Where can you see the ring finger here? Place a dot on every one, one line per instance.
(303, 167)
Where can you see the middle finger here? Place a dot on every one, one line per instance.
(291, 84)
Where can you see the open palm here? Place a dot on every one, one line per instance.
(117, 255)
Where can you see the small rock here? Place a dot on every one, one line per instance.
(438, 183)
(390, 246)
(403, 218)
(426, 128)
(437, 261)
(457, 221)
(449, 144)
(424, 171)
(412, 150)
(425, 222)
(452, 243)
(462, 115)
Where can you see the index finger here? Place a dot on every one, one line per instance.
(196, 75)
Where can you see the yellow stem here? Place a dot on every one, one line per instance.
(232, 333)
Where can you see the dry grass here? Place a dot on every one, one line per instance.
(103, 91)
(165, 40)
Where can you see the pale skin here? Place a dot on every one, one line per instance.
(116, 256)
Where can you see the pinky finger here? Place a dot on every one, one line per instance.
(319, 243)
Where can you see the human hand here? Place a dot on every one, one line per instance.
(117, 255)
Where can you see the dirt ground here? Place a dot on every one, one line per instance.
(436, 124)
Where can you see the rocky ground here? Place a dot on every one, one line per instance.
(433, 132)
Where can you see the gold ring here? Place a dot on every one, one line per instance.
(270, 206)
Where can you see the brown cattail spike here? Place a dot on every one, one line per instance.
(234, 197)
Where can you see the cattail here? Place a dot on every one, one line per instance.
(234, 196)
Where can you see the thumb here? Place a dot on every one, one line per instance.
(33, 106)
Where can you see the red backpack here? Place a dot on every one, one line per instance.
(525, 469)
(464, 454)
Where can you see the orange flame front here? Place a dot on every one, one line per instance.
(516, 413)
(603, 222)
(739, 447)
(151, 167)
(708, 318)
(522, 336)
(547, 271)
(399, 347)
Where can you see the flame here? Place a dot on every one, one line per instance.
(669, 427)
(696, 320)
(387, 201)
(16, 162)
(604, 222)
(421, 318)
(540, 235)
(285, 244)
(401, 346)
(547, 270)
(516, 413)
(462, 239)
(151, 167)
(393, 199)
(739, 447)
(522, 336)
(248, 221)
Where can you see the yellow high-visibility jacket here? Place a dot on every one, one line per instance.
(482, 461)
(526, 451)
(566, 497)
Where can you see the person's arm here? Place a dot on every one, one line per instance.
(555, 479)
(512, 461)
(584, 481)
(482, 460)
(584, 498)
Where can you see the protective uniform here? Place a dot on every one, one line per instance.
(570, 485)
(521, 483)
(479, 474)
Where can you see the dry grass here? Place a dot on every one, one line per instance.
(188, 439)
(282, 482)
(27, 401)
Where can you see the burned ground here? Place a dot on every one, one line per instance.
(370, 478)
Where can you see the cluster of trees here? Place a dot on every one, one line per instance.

## Directions
With nothing omitted, set down all of the records again.

## Written response
Where can you see the ring finger here? Place a dot on every one, one line per instance.
(303, 167)
Where can you see the middle finger here? Place a dot on every one, one line per instance.
(291, 84)
Where can you see the open palm here? Place a dot on every one, one line per instance.
(117, 255)
Where can you see the small rock here? Place a dot on every one, one line per instance.
(438, 183)
(390, 246)
(403, 218)
(426, 128)
(437, 261)
(457, 221)
(449, 144)
(424, 171)
(412, 150)
(425, 222)
(452, 243)
(462, 115)
Where can you see the index finger here? Place a dot on every one, one line per instance.
(196, 75)
Where can you see the yellow stem here? Place a dot on every one, one line per instance.
(232, 333)
Where can you see the dry grass here? Place a dot on every one, one line per instance.
(103, 91)
(165, 40)
Where can you see the pale skin here? Place a dot on every one, one line per instance.
(116, 256)
Where can you see the pinky finger here? Place a dot on every one, one line per instance.
(319, 243)
Where can you see the human hand here? Place a dot on every one, one line per instance.
(117, 255)
Where can you see the dirt ground here? Place a dot on every one, one line per instance.
(436, 124)
Where can you see the rocky ground here? Place a dot on every one, one line per instance.
(433, 132)
Where can you see the gold ring here? Place a dot on every one, one line per instance.
(270, 206)
Where can you see the brown cattail spike here? Place a dot on every one, one line per instance.
(234, 197)
Where can you see the cattail here? Place a dot on every one, one line per instance.
(234, 196)
Where can you see the thumb here? Place a dot on every one, one line per instance.
(33, 106)
Where can you see the red backpack here? Place a dot on every one, one line per instance.
(525, 469)
(464, 454)
Where can you see the orange flame front here? Place a dot on every one, one line per instance.
(516, 413)
(603, 222)
(739, 447)
(151, 167)
(708, 318)
(522, 336)
(547, 271)
(399, 347)
Where can you see the flame here? Place a dot on every one, one line per instance.
(669, 427)
(696, 320)
(387, 201)
(16, 162)
(604, 222)
(421, 318)
(540, 235)
(285, 244)
(401, 346)
(547, 270)
(516, 413)
(462, 239)
(151, 167)
(393, 199)
(739, 447)
(522, 336)
(248, 221)
Where can you see the yellow high-visibility jacket here? Place a dot on every one, one line per instance.
(482, 461)
(526, 451)
(566, 497)
Where can you see the person's arm here? Place a dot on every one, one line per instance.
(555, 479)
(512, 461)
(584, 481)
(482, 460)
(584, 498)
Where can you see the protective uniform here? Place a dot on every one, one line per instance.
(570, 485)
(521, 483)
(479, 474)
Where can you see the dry grass here? Place a dot on every one, one line per instance.
(188, 439)
(282, 482)
(27, 401)
Where can you see the burned ground here? Place a dot on every one, one line per instance.
(370, 478)
Where can you see the cluster of trees here? Place a dot on every one, one line per instance.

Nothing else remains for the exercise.